Prompt 1: Edit the shape labeling records by swapping every "instance" for "object", leaving everything else unchanged.

Text passage:
■ ■ ■ ■ ■ ■ ■
Elections matter. Every fall in the United States during a year divisible by four, everyone frets over the national election and prognosticates about its consequences. The two political parties position themselves to make the outcome close, a possibility made more likely in the presidential contest by the peculiar arithmetic of the Electoral College. Because the primary process typically drives candidates to the wings of their parties, prospective policies offer dramatically distinct choices. And power in Washington depends on control over both the White House and Capitol Hill, making multiple down-ticket races important. The combination of small differences in odds, big differences in professed programs, and potential amplification effects from Congressional races complicates framing an economic outlook and investment strategy.

This note lays out a framework for understanding the policy consequences of election results, stressing both yawning differences and surprising similarities across the potential outcomes. The framework helps to understand why the decibel volume is, for now, much louder on the political than the business news channels.

As of this writing, President Trump trails badly in the polls, with an aggregator placing his expected share of the vote at 43 percent. Similarly, an electronic market puts heavy weight on a “Blue Wave” in which the Democrats retain the House and take back the Senate. However, bettors appear to have improved their opinion that Trump wins the election to almost even money. Another obvious caution is that four years ago candidate Trump was faring even more poorly in the polls, and there was widespread talk of an ascendant Democratic majority. Polls and pundits fared similarly poorly in the UK’s referendum on membership in the European Union just five months earlier.

2020 Election: Donald Trump’s Polling Share. Average of Polls

Looking back to 2016

2016 offers a string of lessons. First, elections are sometimes better described as being lost by one side rather than won by the other. The “Remain” campaign in the UK referendum framed the issue of the European Union’s role poorly, and Hillary Clinton failed to connect with the Democratic base.
■ ■ ■ ■ ■ ■ ■
Prompt 2:
Answer these questions about the election passage.
(a) According to an aggregator, what share of the vote is President Trump expected to get?
(b) In what vote five months before the 2016 U.S. election did polls and pundits also fare poorly?
(c) Who failed to connect with the Democratic base?

(Shape labeling records)
■ ■ ■ ■ ■ ■ ■
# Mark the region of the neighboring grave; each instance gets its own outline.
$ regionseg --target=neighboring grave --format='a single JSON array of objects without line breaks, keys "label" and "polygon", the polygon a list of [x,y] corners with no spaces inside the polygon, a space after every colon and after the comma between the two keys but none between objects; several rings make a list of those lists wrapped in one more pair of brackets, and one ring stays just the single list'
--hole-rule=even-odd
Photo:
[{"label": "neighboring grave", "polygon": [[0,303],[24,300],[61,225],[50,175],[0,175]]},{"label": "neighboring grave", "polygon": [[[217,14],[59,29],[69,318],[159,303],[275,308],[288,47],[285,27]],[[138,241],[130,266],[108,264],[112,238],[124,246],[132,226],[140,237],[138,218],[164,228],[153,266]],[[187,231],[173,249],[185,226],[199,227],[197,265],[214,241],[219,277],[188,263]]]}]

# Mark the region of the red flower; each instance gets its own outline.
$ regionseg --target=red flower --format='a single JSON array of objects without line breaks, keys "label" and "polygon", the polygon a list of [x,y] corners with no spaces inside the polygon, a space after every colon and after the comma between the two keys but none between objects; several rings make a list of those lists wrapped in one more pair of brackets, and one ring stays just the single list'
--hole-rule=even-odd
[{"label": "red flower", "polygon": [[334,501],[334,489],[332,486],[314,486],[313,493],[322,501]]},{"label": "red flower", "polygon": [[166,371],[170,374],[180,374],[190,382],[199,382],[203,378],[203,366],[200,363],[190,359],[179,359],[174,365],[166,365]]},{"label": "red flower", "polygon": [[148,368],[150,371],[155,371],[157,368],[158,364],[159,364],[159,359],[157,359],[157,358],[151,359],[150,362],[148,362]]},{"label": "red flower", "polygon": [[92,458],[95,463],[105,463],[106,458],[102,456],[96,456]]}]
■ ■ ■ ■ ■ ■ ■
Full response 1:
# Mark the region of the neighboring grave; each object gets its own outline.
$ regionseg --target=neighboring grave --format='a single JSON array of objects without line breaks, keys "label" and "polygon", the polygon a list of [x,y] corners with no spaces inside the polygon, a space after every colon and after the comma between the two keys but none between objects; several rings make a list of those lists wrapped in one more pair of brackets, and one ring stays just the single list'
--hole-rule=even-odd
Photo:
[{"label": "neighboring grave", "polygon": [[0,303],[24,300],[61,225],[50,175],[0,175]]},{"label": "neighboring grave", "polygon": [[[217,14],[59,29],[69,318],[159,303],[275,308],[288,47],[285,27]],[[138,241],[130,266],[108,264],[112,238],[124,246],[132,226],[140,237],[138,218],[164,228],[153,266]],[[187,231],[173,249],[185,226],[199,227],[197,265],[214,241],[219,277],[188,263]]]}]

# Mark the region of the red flower; each object gets its own outline.
$ regionseg --target=red flower --format='a single JSON array of objects without line breaks, keys "label" and "polygon", the polygon a list of [x,y] corners with no spaces inside the polygon, a space after every colon and after the comma between the two keys but none between objects; several rings make a list of those lists wrapped in one more pair of brackets, and one ring stays just the single list'
--hole-rule=even-odd
[{"label": "red flower", "polygon": [[334,501],[334,489],[332,486],[314,486],[313,493],[322,501]]},{"label": "red flower", "polygon": [[166,371],[170,374],[180,374],[190,382],[199,382],[203,378],[203,366],[200,363],[190,359],[179,359],[174,365],[166,365]]},{"label": "red flower", "polygon": [[148,368],[150,371],[155,371],[157,368],[158,364],[159,364],[159,359],[157,359],[157,358],[151,359],[150,362],[148,362]]},{"label": "red flower", "polygon": [[92,458],[95,463],[105,463],[106,458],[102,456],[96,456]]}]

Full response 2:
(a) 43 percent
(b) The UK's referendum on membership in the European Union
(c) Hillary Clinton